### Passage shown ###

WELL, my friends in the blogosphere, that gangly girl of the 80s has now received her THIRD award. Yes, that's right--THIRD. She was completely taken by surprise when she got the first, was convinced that the second would most definitely be her last, but she has now been given A THIRD. Why is said girl speaking in the THIRD person, you ask? I don't know really--and it IS annoying, so I will stop.

I feel a little weird "...thanking my fans..." for making all of this possible (because who do I really think I am, anyway?!), but it always makes me feel so honored to know that 
1. Someone (ANYONE besides a blood-relative or in-law) is actually READING my material and B. Said person actually LIKES what I've written. THIS even tops getting picked first in kickball (not that I would know)!

Check out Melissa Gardener at My Unpublished Life as she was nice enough to nominate me for The Sunshine Award and I am so thrilled to accept it--thank you, Melissa! You will definitely not regret checking out Melissa's page and sharing the love!

There are five rules that go along with accepting The Sunshine Award and they are:
1. Include the award's logo in a post or on your blog.
2. Answer ten questions about yourself.
3. Nominate ten to twelve other fabulous bloggers.
4. Link your nominees to the post and comment on their blogs, letting them know that they have been nominated.
5. Share the love and link the person who nominated you.

Now, those of you who have been doing your homework and reading my posts for these last few months know how I feel about LISTS, but I already knocked out two of the listed items, so I may be able to accomplish this before I lose it (which is HUGE for me)!

Now for the questions (for the record, I am the worst question anwerer (yes it IS now a word) EVER, so bare with me...
What is your favorite color?
REALLY? My FAVORITE color? Of what? Car? Bedroom? House? Dog? I have never been able to accurately answer this question. I KNOW that "normal" people have "favorites," but I've never really been good at it. I like warm browns, oranges, and reds for my clothing and my walls, yet my FAVORITE VEHICLE OF ALL TIME was royal blue. I generally choose red Skittles and Starburst, but love a green Jolly Rancher. I find yellow very cheerful and love it paired with teal or hot pink. I will pretty much like ANY color if it is presented nicely.

### Supplied information ###

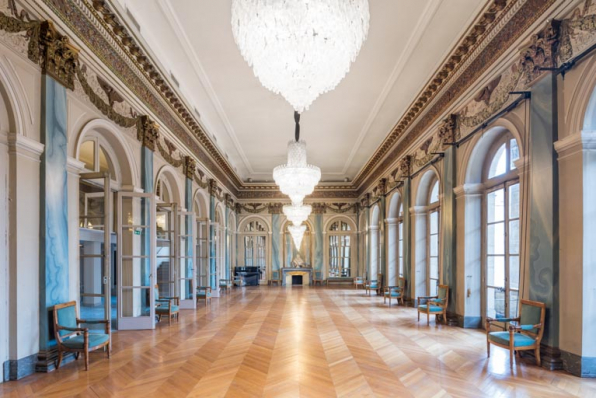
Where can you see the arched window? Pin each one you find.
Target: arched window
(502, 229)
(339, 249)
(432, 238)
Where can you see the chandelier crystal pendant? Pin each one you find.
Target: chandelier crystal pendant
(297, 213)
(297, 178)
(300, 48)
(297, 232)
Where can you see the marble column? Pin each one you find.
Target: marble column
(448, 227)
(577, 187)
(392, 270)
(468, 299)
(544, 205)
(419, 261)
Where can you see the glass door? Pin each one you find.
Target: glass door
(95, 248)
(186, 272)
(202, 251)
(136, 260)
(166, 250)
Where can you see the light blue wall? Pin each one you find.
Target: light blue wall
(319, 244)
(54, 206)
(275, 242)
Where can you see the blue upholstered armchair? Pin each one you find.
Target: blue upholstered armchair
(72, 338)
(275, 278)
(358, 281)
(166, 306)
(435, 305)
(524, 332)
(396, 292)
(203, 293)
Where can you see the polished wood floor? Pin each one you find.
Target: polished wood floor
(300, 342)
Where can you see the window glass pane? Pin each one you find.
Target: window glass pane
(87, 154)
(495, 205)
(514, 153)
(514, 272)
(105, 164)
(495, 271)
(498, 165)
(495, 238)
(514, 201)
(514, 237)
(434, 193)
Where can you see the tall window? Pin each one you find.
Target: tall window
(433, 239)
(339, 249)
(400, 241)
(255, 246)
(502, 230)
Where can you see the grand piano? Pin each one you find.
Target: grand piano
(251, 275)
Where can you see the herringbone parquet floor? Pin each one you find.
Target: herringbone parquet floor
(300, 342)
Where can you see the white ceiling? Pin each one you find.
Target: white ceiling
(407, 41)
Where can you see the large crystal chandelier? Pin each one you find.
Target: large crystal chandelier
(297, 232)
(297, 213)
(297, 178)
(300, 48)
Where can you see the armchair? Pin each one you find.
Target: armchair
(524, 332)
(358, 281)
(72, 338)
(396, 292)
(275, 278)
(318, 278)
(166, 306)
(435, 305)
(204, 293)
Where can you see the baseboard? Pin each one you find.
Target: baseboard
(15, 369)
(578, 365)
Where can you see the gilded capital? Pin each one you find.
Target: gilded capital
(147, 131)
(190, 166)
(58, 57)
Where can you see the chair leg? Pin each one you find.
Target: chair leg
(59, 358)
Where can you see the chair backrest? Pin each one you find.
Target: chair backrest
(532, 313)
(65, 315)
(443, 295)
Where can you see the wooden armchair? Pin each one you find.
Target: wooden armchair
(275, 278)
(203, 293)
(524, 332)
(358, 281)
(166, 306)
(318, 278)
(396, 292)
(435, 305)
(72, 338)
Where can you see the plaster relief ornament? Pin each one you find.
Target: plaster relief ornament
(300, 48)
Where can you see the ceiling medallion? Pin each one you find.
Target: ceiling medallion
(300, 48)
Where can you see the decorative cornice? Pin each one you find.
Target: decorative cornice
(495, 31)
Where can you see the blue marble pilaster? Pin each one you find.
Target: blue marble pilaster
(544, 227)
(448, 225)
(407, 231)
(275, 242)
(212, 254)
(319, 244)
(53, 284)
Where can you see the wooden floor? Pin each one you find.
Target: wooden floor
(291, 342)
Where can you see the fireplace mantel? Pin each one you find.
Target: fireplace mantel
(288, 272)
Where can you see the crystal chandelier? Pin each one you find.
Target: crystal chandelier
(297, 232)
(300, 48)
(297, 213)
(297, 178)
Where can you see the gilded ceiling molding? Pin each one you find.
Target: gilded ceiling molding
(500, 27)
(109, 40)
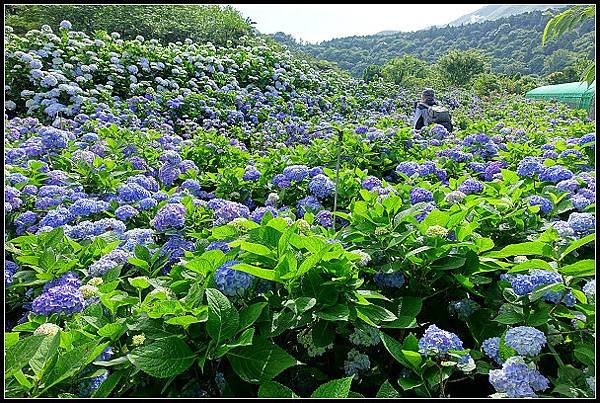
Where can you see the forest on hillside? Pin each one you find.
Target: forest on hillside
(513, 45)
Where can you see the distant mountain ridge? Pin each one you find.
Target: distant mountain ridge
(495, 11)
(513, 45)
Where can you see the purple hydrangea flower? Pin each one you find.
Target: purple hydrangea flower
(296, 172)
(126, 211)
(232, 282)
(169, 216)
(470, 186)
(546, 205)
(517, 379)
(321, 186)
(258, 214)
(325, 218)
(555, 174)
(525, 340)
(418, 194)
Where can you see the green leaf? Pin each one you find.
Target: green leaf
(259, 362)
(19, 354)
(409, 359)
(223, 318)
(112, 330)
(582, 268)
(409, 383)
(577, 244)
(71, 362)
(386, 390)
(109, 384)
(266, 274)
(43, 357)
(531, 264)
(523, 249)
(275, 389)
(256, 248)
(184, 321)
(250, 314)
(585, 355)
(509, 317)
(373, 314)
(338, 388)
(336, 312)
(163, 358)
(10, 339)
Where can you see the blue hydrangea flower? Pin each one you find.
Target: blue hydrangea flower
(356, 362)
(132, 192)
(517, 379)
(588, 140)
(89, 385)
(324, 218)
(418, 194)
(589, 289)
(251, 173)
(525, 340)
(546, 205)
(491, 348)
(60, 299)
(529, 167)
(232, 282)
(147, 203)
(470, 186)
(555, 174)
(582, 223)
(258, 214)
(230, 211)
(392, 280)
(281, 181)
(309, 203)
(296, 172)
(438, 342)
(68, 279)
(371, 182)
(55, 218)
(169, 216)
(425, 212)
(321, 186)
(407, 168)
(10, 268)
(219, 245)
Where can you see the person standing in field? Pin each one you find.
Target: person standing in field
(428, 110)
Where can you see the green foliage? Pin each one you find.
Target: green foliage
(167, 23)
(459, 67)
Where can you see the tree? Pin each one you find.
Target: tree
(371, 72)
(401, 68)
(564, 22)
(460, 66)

###

● Task goal: Copy out the entire blog post about the Sunshine Award, word for word, from its first line to its last.

● Written response:
WELL, my friends in the blogosphere, that gangly girl of the 80s has now received her THIRD award. Yes, that's right--THIRD. She was completely taken by surprise when she got the first, was convinced that the second would most definitely be her last, but she has now been given A THIRD. Why is said girl speaking in the THIRD person, you ask? I don't know really--and it IS annoying, so I will stop.

I feel a little weird "...thanking my fans..." for making all of this possible (because who do I really think I am, anyway?!), but it always makes me feel so honored to know that 
1. Someone (ANYONE besides a blood-relative or in-law) is actually READING my material and B. Said person actually LIKES what I've written. THIS even tops getting picked first in kickball (not that I would know)!

Check out Melissa Gardener at My Unpublished Life as she was nice enough to nominate me for The Sunshine Award and I am so thrilled to accept it--thank you, Melissa! You will definitely not regret checking out Melissa's page and sharing the love!

There are five rules that go along with accepting The Sunshine Award and they are:
1. Include the award's logo in a post or on your blog.
2. Answer ten questions about yourself.
3. Nominate ten to twelve other fabulous bloggers.
4. Link your nominees to the post and comment on their blogs, letting them know that they have been nominated.
5. Share the love and link the person who nominated you.

Now, those of you who have been doing your homework and reading my posts for these last few months know how I feel about LISTS, but I already knocked out two of the listed items, so I may be able to accomplish this before I lose it (which is HUGE for me)!

Now for the questions (for the record, I am the worst question anwerer (yes it IS now a word) EVER, so bare with me...
What is your favorite color?
REALLY? My FAVORITE color? Of what? Car? Bedroom? House? Dog? I have never been able to accurately answer this question. I KNOW that "normal" people have "favorites," but I've never really been good at it. I like warm browns, oranges, and reds for my clothing and my walls, yet my FAVORITE VEHICLE OF ALL TIME was royal blue. I generally choose red Skittles and Starburst, but love a green Jolly Rancher. I find yellow very cheerful and love it paired with teal or hot pink. I will pretty much like ANY color if it is presented nicely.